> **Work to do**
Please swap "stucco exterior wall" for "brick exterior wall" in the stretch from the start of the listing through the line containing "[300,94,424,127]", changing nothing else. Return only those lines.

____________

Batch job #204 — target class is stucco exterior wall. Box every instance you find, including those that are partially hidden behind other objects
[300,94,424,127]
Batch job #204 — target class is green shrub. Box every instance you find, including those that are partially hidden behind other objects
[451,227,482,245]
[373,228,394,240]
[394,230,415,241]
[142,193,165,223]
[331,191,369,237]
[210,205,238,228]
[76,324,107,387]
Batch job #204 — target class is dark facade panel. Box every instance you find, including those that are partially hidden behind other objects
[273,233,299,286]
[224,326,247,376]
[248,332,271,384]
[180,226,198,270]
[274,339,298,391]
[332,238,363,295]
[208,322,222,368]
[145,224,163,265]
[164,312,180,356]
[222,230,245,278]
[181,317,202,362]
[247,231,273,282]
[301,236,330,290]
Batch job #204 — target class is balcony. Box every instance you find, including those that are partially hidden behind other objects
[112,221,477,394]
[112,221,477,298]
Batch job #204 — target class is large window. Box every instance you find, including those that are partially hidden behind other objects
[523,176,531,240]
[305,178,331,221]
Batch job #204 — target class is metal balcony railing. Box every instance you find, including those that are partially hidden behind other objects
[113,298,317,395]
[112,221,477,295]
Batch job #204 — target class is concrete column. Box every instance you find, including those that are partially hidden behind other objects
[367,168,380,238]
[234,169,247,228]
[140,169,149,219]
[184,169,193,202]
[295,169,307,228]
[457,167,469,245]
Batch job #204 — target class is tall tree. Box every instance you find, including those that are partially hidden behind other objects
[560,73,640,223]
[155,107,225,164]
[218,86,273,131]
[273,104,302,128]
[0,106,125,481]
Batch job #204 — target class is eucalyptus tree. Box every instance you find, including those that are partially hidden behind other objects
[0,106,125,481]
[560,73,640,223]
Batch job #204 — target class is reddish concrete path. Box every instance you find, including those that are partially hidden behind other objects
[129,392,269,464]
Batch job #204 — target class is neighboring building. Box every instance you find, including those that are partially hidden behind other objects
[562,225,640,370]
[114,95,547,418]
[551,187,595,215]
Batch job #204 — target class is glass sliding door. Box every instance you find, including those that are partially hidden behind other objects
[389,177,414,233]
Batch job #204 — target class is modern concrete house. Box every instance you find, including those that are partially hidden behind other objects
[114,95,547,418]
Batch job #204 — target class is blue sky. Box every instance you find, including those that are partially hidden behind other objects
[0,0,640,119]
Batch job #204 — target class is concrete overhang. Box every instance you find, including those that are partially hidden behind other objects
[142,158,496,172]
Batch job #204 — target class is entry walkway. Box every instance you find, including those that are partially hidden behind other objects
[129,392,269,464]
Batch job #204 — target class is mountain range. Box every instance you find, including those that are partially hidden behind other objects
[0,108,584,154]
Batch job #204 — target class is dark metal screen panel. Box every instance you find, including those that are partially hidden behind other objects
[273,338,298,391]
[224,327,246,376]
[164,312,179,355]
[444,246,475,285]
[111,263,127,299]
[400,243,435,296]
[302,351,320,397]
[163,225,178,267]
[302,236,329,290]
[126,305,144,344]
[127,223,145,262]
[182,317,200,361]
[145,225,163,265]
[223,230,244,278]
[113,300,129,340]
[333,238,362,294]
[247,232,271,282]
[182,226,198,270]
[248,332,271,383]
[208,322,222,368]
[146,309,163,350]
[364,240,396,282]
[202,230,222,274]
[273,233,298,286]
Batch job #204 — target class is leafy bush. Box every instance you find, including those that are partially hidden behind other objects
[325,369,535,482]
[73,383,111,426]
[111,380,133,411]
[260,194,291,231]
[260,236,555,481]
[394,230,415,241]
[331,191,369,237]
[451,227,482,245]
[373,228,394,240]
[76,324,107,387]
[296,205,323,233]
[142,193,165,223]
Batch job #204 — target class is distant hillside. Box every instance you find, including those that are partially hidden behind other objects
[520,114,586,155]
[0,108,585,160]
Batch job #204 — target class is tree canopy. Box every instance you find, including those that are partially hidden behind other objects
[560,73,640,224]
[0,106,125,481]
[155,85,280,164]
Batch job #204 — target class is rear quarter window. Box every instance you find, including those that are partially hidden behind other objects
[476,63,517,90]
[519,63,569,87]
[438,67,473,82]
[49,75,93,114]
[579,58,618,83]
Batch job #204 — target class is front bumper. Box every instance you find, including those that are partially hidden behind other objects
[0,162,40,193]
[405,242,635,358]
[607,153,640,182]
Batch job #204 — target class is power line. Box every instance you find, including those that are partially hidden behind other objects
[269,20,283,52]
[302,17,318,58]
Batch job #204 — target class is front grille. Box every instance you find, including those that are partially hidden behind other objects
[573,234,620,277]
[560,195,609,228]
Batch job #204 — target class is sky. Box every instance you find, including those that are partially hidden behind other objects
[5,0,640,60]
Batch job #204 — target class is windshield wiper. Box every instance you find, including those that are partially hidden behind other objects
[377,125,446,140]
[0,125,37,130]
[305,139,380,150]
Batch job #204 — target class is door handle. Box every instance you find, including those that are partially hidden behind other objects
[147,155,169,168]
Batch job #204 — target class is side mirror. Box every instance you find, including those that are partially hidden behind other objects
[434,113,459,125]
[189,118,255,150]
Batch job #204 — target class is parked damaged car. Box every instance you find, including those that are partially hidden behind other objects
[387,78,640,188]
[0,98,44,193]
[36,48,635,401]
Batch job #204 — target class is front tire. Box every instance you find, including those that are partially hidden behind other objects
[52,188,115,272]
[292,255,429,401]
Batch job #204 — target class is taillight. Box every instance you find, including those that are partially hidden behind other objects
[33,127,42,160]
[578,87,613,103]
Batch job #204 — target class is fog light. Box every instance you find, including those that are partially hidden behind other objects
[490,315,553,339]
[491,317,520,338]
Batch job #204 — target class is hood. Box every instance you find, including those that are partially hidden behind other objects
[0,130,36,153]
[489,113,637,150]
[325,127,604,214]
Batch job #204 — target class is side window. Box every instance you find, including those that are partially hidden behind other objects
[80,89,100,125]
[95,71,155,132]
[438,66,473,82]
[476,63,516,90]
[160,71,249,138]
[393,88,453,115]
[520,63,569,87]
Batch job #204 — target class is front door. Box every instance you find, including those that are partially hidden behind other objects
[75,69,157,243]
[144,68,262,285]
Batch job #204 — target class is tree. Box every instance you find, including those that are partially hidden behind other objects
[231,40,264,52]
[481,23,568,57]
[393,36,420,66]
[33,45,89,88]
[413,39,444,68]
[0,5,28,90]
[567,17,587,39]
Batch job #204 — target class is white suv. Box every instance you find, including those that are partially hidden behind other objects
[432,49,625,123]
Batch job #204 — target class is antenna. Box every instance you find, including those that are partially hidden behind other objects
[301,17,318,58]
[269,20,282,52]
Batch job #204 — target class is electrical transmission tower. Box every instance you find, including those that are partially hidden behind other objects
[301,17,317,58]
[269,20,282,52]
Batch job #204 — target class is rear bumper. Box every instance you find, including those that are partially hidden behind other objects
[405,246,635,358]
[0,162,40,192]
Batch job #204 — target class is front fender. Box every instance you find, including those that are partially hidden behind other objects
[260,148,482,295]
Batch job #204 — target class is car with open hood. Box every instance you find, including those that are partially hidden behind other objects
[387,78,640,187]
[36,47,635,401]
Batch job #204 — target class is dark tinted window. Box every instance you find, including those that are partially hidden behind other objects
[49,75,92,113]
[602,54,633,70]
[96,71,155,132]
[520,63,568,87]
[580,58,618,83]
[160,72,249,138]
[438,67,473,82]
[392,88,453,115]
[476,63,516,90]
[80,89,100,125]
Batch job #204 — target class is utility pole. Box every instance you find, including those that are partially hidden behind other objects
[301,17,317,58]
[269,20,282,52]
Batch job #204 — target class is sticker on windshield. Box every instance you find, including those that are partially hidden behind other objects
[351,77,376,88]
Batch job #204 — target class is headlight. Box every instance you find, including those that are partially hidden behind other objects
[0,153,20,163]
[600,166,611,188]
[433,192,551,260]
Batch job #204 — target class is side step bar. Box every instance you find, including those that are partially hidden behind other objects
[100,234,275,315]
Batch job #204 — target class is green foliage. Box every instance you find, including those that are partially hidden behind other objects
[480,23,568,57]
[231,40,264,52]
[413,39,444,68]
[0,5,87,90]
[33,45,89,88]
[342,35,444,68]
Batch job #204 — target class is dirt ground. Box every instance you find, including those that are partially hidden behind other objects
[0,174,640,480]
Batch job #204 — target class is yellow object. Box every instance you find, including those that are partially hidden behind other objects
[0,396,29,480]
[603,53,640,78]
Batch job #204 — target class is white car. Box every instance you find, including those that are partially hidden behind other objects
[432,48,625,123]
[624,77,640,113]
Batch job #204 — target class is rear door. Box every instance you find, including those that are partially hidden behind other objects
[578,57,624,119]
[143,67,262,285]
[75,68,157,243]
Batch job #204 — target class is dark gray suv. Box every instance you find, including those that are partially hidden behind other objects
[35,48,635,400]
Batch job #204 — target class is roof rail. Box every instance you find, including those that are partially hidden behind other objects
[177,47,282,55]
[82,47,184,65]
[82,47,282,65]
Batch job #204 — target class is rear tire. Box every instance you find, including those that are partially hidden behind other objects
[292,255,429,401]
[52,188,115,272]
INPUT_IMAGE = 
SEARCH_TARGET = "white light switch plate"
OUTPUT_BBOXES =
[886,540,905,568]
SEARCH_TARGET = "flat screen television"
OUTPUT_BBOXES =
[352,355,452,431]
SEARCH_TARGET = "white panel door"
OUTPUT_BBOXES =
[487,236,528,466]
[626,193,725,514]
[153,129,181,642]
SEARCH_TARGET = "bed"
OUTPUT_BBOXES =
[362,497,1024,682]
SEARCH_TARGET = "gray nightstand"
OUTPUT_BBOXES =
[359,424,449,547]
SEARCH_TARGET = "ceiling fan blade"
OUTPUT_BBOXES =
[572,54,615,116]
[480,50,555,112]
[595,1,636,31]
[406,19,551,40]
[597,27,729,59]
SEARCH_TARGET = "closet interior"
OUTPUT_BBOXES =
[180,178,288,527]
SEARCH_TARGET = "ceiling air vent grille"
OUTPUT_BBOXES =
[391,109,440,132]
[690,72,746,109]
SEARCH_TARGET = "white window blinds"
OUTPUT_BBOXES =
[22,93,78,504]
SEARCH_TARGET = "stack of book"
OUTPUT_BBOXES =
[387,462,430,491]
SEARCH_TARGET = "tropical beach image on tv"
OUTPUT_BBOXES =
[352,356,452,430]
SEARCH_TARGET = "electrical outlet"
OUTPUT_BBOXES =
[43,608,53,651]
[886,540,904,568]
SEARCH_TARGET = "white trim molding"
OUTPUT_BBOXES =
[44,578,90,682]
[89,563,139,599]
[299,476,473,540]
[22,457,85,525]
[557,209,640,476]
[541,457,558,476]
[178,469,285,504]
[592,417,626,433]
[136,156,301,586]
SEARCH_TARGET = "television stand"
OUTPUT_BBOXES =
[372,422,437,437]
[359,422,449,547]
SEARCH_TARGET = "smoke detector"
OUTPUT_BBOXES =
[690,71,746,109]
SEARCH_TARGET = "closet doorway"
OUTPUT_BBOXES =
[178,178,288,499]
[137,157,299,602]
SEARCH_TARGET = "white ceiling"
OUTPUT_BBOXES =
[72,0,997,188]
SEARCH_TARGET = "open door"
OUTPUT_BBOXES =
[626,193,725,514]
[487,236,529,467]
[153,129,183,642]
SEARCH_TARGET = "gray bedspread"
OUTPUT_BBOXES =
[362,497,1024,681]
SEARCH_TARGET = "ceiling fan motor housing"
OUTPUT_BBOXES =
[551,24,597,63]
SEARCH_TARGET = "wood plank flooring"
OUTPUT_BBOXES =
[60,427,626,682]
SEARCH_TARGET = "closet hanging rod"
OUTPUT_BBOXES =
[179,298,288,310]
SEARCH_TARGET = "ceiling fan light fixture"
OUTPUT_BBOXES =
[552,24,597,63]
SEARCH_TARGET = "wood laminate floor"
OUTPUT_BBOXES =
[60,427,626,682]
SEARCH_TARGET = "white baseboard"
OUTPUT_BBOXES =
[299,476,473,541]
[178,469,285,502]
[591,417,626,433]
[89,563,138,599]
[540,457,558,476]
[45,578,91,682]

____________

> **Solution to this exercise**
Batch job #204 — target class is brick exterior wall. Box every instance you find, including those that are partially hidden behind other objects
[300,94,424,127]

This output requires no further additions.